• _Problem description_
Using the listing below, copy exactly the lines from the one containing "TARGET = cap brim" to the one containing "TARGET = white baseball jersey", both lines included, and no others.

• _Provided records_
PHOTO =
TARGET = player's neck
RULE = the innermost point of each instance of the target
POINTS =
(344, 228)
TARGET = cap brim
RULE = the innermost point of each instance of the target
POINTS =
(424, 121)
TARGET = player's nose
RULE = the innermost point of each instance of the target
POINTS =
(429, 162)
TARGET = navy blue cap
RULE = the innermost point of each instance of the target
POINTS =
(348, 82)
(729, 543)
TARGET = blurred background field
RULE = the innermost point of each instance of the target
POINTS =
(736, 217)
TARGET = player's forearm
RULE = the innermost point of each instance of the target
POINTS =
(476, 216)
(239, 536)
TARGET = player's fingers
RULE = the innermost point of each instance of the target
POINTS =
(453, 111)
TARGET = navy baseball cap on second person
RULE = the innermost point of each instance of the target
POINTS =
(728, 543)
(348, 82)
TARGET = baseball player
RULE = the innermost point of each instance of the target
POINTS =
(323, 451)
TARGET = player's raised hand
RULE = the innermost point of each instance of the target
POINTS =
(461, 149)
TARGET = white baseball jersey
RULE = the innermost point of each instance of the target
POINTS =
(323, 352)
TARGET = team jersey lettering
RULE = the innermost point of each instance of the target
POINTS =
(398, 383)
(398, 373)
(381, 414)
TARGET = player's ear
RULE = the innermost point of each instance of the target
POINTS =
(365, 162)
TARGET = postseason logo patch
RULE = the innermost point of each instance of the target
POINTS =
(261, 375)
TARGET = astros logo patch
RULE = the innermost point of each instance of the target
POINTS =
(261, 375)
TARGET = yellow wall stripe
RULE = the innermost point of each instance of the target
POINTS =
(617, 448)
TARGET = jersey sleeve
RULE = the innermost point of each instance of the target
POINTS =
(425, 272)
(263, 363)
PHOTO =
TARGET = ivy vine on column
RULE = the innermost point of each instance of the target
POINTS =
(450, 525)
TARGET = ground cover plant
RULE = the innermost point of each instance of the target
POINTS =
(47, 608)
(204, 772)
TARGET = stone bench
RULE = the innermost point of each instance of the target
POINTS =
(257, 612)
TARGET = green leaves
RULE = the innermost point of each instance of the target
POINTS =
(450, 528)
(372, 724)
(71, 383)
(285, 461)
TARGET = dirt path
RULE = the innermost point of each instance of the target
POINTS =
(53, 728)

• _Problem solution_
TARGET = cap brim
RULE = the innermost point of each instance of the target
POINTS =
(424, 121)
TARGET = player's nose
RULE = the innermost point of each instance of the target
POINTS =
(429, 162)
TARGET = navy blue cap
RULE = the innermost point of each instance of the target
POINTS =
(348, 82)
(729, 543)
TARGET = blurred background field
RULE = the innermost point of each instance of the target
POINTS =
(736, 217)
TARGET = player's forearm
RULE = the innermost point of each instance of the target
POINTS =
(476, 216)
(239, 536)
TARGET = player's fingers
RULE = the innermost point of each instance of the target
POINTS =
(453, 111)
TARGET = navy baseball cap on second person
RULE = the innermost point of each instance of the target
POINTS =
(728, 543)
(348, 82)
TARGET = baseball player
RULE = the innermost point of each instance of the target
POINTS =
(323, 451)
TARGET = player's raised hand
RULE = the innermost point of each instance of the target
POINTS =
(461, 149)
TARGET = white baseball jersey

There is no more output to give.